'''
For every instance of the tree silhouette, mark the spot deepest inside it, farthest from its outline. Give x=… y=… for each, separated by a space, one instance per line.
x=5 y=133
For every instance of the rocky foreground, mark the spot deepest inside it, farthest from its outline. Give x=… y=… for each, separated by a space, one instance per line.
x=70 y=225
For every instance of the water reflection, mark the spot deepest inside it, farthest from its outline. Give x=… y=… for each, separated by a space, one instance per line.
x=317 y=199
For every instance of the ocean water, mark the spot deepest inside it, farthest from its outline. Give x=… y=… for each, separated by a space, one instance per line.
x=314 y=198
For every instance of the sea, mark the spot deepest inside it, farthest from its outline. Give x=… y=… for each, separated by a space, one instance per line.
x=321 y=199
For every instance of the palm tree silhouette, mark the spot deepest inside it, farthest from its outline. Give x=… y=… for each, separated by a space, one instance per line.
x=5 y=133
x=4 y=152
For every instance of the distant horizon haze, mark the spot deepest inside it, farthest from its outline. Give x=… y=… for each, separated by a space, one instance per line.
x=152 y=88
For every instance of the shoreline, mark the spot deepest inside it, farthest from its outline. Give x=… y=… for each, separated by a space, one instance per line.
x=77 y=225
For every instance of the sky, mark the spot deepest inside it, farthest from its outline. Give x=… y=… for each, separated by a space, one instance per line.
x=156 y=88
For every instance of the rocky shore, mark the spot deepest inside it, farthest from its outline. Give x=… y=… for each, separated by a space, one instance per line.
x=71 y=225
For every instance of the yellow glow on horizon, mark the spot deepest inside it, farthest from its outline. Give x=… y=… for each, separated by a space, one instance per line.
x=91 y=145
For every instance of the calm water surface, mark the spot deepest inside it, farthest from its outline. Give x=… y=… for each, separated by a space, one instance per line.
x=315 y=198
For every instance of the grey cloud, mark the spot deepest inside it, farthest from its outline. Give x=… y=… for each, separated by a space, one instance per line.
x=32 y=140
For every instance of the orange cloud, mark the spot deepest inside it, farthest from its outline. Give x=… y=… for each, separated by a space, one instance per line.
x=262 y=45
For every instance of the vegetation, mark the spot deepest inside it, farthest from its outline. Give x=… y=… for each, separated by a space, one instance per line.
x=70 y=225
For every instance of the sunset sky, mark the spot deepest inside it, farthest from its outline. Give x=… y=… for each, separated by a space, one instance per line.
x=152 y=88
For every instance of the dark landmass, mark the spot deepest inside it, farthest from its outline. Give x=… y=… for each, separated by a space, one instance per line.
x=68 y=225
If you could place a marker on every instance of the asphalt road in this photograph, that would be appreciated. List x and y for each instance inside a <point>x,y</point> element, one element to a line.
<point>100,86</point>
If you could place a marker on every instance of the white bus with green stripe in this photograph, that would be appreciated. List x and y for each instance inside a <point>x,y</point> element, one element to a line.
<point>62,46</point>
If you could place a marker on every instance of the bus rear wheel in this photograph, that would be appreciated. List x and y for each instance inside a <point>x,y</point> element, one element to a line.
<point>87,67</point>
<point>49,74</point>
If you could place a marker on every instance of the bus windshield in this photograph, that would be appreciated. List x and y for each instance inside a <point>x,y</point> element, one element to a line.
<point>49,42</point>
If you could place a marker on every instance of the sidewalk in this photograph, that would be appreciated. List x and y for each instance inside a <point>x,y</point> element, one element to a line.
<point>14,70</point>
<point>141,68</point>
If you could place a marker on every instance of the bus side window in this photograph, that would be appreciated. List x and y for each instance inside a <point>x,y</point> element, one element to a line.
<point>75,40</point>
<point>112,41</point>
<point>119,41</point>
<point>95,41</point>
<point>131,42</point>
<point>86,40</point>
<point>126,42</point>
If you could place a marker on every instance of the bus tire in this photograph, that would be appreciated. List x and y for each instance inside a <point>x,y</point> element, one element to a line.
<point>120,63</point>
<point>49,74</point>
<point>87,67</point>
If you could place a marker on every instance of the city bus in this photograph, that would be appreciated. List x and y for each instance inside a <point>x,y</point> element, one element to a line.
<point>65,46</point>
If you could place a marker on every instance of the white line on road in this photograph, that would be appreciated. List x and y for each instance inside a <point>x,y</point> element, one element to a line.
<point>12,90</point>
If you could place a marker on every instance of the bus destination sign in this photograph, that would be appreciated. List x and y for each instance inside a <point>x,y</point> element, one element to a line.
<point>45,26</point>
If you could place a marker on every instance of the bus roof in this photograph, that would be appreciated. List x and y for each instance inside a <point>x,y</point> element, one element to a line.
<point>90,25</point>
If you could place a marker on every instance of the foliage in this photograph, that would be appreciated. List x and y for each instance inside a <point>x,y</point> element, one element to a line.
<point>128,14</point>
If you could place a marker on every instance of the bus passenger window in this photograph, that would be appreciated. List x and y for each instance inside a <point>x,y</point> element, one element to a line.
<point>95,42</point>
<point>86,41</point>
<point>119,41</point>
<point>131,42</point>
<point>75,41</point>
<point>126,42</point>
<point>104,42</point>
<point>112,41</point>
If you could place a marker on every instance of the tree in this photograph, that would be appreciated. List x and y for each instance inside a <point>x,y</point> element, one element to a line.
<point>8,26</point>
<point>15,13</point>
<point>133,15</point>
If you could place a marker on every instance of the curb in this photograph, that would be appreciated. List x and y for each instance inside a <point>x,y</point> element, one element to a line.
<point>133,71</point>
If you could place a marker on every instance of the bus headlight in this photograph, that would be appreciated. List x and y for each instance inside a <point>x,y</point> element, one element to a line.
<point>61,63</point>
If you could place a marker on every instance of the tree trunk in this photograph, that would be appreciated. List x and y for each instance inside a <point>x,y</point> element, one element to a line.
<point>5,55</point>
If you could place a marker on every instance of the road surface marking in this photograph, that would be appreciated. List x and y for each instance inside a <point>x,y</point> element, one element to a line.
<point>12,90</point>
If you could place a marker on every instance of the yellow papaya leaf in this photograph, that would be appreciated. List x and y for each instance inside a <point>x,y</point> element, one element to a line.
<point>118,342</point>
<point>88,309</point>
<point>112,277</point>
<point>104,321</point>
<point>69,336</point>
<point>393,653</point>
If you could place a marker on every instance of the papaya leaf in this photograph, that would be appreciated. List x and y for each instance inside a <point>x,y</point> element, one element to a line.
'''
What this task involves: The whole listing is needed again, word for word.

Written answer:
For every instance of the tree silhouette, mark the spot deepest inside it, farthest from its outline. Give x=… y=… for each, separated by a space, one instance per line.
x=5 y=133
For every instance of the rocky foreground, mark the spot deepest inside it, farthest from its outline. Give x=… y=… for each, separated by a space, one instance per line.
x=70 y=225
For every instance of the water reflection, mark the spot deepest inside it, farthest from its outline. Give x=… y=… for each, separated by a space, one instance per line.
x=317 y=199
For every instance of the ocean water, mark the spot deepest inside it, farthest from its outline. Give x=… y=… for each, separated by a space, one instance per line.
x=314 y=198
For every instance of the sea, mark the spot deepest inside it, farthest from its outline. Give x=… y=… for each, separated by a space, one instance per line.
x=321 y=199
For every instance of the palm tree silhouette, mark the spot deepest inside it, farthest from its outline. Give x=… y=… for each, separated by a space, one instance per line.
x=5 y=133
x=4 y=152
For every instance of the distant horizon haze, mark the spot deepest inside it, farthest from its outline. Give x=… y=… for each, separated by a space, one instance per line.
x=152 y=88
For every instance of the shoreline, mark the spot deepest inside it, farthest from its outline. Give x=… y=… for each, separated by a space, one instance per line.
x=77 y=225
For every instance of the sky, mark the spot deepest inside it, farthest from its outline. Give x=… y=… for each, separated by a space, one instance per line.
x=156 y=88
For every instance of the rocky shore, mark the spot deepest inside it, farthest from its outline. Give x=… y=… for each, separated by a space, one instance per line.
x=71 y=225
For every instance of the yellow glow on horizon, mark the spot deepest inside it, farthest from its outline. Give x=… y=… for each, separated by a space, one instance per line.
x=91 y=145
For every instance of the calm water surface, mark the spot deepest inside it, farthest from its outline. Give x=… y=… for each, separated by a space, one instance per line.
x=315 y=198
For every instance of the grey cloud, mark the spot deepest inside it, farthest from its outline. Give x=… y=… for each, separated by a space, one instance per line.
x=32 y=140
For every instance of the orange cloud, mark the spot deepest inside it, farthest from its outline. Give x=… y=… for each, separated by a space, one instance per line.
x=262 y=45
For every instance of the vegetation, mark the spot deepest inside it, farthest from its outline. Give x=… y=… for each, separated by a space, one instance per line.
x=70 y=225
For every instance of the sunset sky, mark the spot deepest inside it, farthest from its outline. Give x=… y=… for each, separated by a space, one instance per line.
x=152 y=88
For every instance of the dark landmass, mark the spot deepest inside it, farthest from its outline. Give x=… y=… for each, separated by a space, one instance per line.
x=68 y=225
If you could place a marker on every instance of the asphalt road in this photograph, that would be appreciated. List x and y for each instance inside a <point>x,y</point> element, one element to a line.
<point>100,86</point>
If you could place a marker on every instance of the white bus with green stripe in this photograph, that would be appreciated. List x and y for each instance inside a <point>x,y</point> element, one element to a line.
<point>62,46</point>
If you could place a marker on every instance of the bus rear wheel in this photograph, that would be appreciated. List x and y for each instance inside a <point>x,y</point> element, one element to a line.
<point>87,67</point>
<point>49,74</point>
If you could place a marker on every instance of the bus windshield in this photograph, that would be appreciated. List x and y for each instance inside a <point>x,y</point> element, one element to a line.
<point>49,42</point>
If you could place a marker on every instance of the sidewalk in this photograph, that would be appreciated. List x and y for each instance inside a <point>x,y</point> element, one element to a line.
<point>14,70</point>
<point>141,68</point>
If you could place a marker on every instance of the bus side window in this photograph, that would be appreciated. List x and y for each instance inside a <point>x,y</point> element, one element to a line.
<point>75,40</point>
<point>112,41</point>
<point>119,41</point>
<point>95,41</point>
<point>131,42</point>
<point>86,40</point>
<point>126,42</point>
If you could place a marker on every instance of the bus tire in this photograph, that would be appreciated. List x and y for each instance inside a <point>x,y</point> element, one element to a line.
<point>120,63</point>
<point>49,74</point>
<point>87,67</point>
If you could place a marker on every instance of the city bus in this photograph, that would be appreciated. List x and y for each instance inside a <point>x,y</point> element, one element to a line.
<point>65,46</point>
If you could place a marker on every instance of the white line on road in this photograph, that would be appreciated. List x and y for each instance inside a <point>x,y</point> element, one element to a line.
<point>12,90</point>
If you could place a marker on every instance of the bus destination sign in this photograph, that would be appreciated. List x and y for each instance inside a <point>x,y</point> element, one element to a line.
<point>45,26</point>
If you could place a marker on every instance of the bus roof in this photograph, that would be appreciated. List x and y for each instance inside a <point>x,y</point> element, one element to a line.
<point>90,25</point>
If you could place a marker on every instance of the foliage in this photograph, that would be appreciated. List x and y for each instance inside a <point>x,y</point> element, one element to a line.
<point>128,14</point>
If you could place a marker on every instance of the bus passenger window in this photograph, that would be appreciated. List x and y for each instance inside a <point>x,y</point> element, one element to a line.
<point>95,42</point>
<point>86,41</point>
<point>119,41</point>
<point>131,42</point>
<point>75,41</point>
<point>126,42</point>
<point>104,42</point>
<point>112,41</point>
If you could place a marker on every instance of the tree in this photograph, that would be appreciated. List x and y for each instance inside a <point>x,y</point> element, one element to a line.
<point>8,26</point>
<point>15,13</point>
<point>133,15</point>
If you could place a marker on every instance of the curb in this photograph, that would be appreciated. List x and y for each instance inside a <point>x,y</point> element, one element to a line.
<point>133,71</point>
If you could place a marker on every instance of the bus headlight in this photograph, that would be appreciated. List x and y for each instance inside a <point>x,y</point> element, one element to a line.
<point>61,63</point>
If you could place a marker on every instance of the tree trunk in this photograph, that would be appreciated. List x and y for each instance inside a <point>x,y</point> element, one element to a line.
<point>5,55</point>
If you could place a marker on every instance of the road surface marking in this photograph, that would be appreciated. List x and y for each instance inside a <point>x,y</point> element, one element to a line.
<point>12,90</point>
If you could place a marker on every instance of the yellow papaya leaf in this photograph, that would be appreciated. List x and y for each instance inside a <point>x,y</point> element, one element to a line.
<point>118,342</point>
<point>88,309</point>
<point>112,277</point>
<point>104,321</point>
<point>69,336</point>
<point>393,653</point>
If you could place a marker on every instance of the papaya leaf in this photograph, that would be appreciated. List x and y for each instance inside a <point>x,y</point> element, one element to a line.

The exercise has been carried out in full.